======== Extracted information

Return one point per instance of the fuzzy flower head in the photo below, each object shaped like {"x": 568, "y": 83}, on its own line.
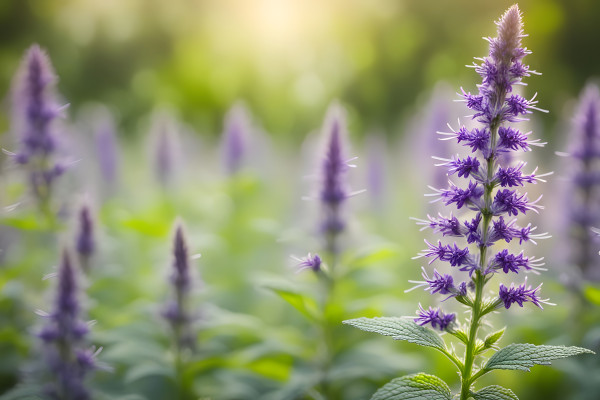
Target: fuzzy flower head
{"x": 34, "y": 105}
{"x": 312, "y": 262}
{"x": 177, "y": 309}
{"x": 584, "y": 181}
{"x": 490, "y": 188}
{"x": 85, "y": 243}
{"x": 107, "y": 147}
{"x": 334, "y": 191}
{"x": 236, "y": 136}
{"x": 166, "y": 154}
{"x": 63, "y": 338}
{"x": 34, "y": 113}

================

> _Problem statement_: Turn every line of the records above into a numbered list, skipping blank lines and leaving out the pictures.

> _Solution to this exercise_:
1. Return one point per instance of the fuzzy flower head in the photo below, each object shaped like {"x": 568, "y": 83}, on its own line.
2. Target: fuzzy flower head
3. {"x": 34, "y": 105}
4. {"x": 312, "y": 262}
5. {"x": 177, "y": 309}
6. {"x": 584, "y": 181}
7. {"x": 490, "y": 188}
8. {"x": 85, "y": 243}
9. {"x": 107, "y": 147}
10. {"x": 334, "y": 191}
11. {"x": 236, "y": 136}
12. {"x": 166, "y": 154}
13. {"x": 63, "y": 338}
14. {"x": 34, "y": 113}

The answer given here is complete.